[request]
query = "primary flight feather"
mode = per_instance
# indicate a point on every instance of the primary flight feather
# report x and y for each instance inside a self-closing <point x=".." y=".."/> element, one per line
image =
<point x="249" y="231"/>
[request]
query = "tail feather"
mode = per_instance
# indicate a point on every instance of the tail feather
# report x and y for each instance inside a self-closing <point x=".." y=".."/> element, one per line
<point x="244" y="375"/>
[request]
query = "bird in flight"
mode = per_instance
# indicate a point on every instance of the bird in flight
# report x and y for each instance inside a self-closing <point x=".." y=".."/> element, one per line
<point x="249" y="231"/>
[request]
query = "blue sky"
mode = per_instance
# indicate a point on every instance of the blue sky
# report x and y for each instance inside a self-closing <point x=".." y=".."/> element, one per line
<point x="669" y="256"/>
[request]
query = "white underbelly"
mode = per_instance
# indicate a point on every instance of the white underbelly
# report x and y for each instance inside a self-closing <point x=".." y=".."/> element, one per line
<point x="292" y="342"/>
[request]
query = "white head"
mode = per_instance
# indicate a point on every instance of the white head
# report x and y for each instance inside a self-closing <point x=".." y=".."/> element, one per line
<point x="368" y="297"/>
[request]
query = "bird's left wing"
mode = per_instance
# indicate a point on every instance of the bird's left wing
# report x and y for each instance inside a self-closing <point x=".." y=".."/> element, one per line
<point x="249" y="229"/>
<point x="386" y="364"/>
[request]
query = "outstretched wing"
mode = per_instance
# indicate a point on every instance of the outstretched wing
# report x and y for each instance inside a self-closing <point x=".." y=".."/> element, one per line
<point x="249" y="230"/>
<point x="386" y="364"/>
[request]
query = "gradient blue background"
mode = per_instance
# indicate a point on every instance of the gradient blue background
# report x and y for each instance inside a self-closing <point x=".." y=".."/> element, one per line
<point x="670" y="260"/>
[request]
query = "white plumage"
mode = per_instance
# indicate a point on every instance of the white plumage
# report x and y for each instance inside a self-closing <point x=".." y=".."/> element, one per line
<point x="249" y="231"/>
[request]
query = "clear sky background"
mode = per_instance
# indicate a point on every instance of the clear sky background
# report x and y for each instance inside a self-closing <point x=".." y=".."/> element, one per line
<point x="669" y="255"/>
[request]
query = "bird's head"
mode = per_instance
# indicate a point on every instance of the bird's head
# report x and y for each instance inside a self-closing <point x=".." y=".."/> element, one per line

##########

**The problem:**
Report each line of the data above that contains the string "wing". Case counts.

**The answer:**
query = "bird's left wing"
# indicate a point on every instance of the bird's left wing
query = "outstretched wing"
# indicate a point on every instance of the outstretched wing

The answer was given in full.